- **What you should do**:
Copy every line of the listing below without any changes, but leave out the pictures.

## START Supplied entries

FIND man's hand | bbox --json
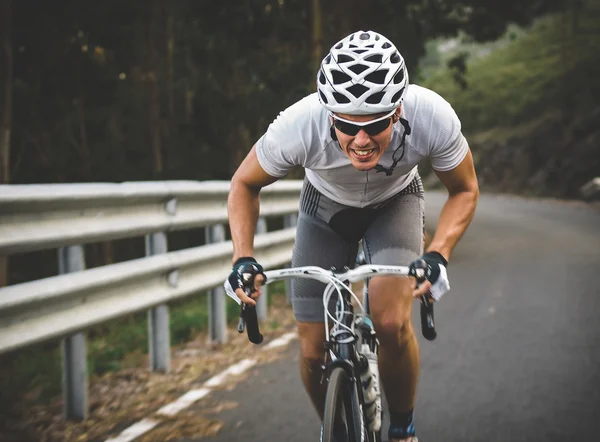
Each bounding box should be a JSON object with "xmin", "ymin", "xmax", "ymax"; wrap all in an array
[
  {"xmin": 223, "ymin": 256, "xmax": 266, "ymax": 306},
  {"xmin": 410, "ymin": 252, "xmax": 450, "ymax": 301}
]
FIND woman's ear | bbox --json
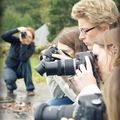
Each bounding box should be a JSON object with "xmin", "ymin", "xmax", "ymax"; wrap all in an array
[{"xmin": 110, "ymin": 45, "xmax": 118, "ymax": 56}]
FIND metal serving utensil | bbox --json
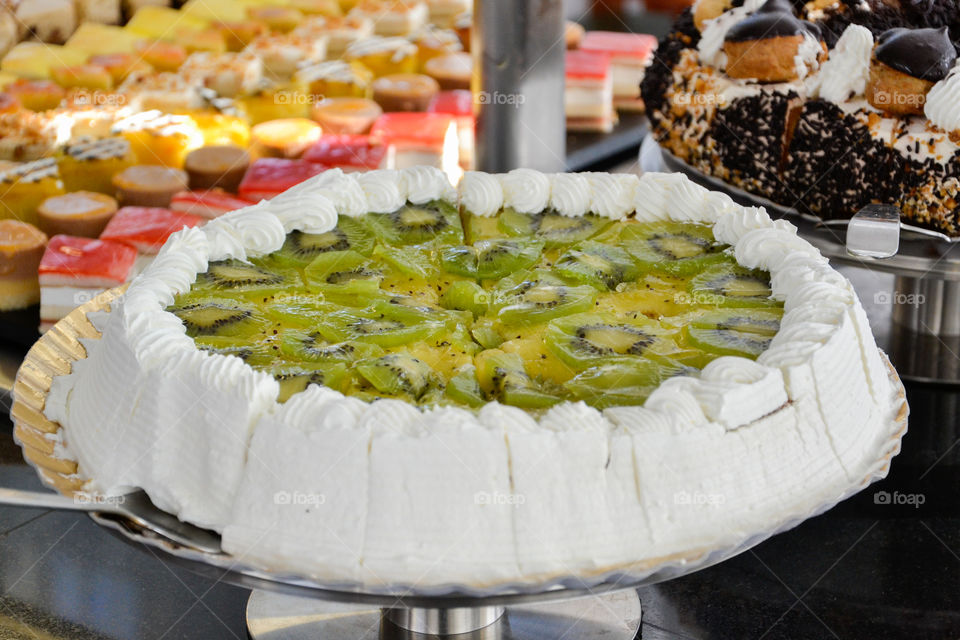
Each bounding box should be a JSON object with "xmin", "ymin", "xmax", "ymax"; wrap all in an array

## END Supplied entries

- **The answer**:
FIND man's hand | bbox --json
Each bounding box should be a JSON object with "xmin", "ymin", "xmax", "ymax"; wrap all in an array
[
  {"xmin": 223, "ymin": 256, "xmax": 266, "ymax": 306},
  {"xmin": 410, "ymin": 252, "xmax": 450, "ymax": 301}
]
FIND woman's ear | bbox --json
Each bounding box should be a JSON object with "xmin", "ymin", "xmax", "ymax"; wrap all in an array
[{"xmin": 110, "ymin": 45, "xmax": 118, "ymax": 56}]
FIND metal serving utensil | bbox --json
Each bounding box should be a JSON object with "xmin", "ymin", "xmax", "ymax"; wrap all in an array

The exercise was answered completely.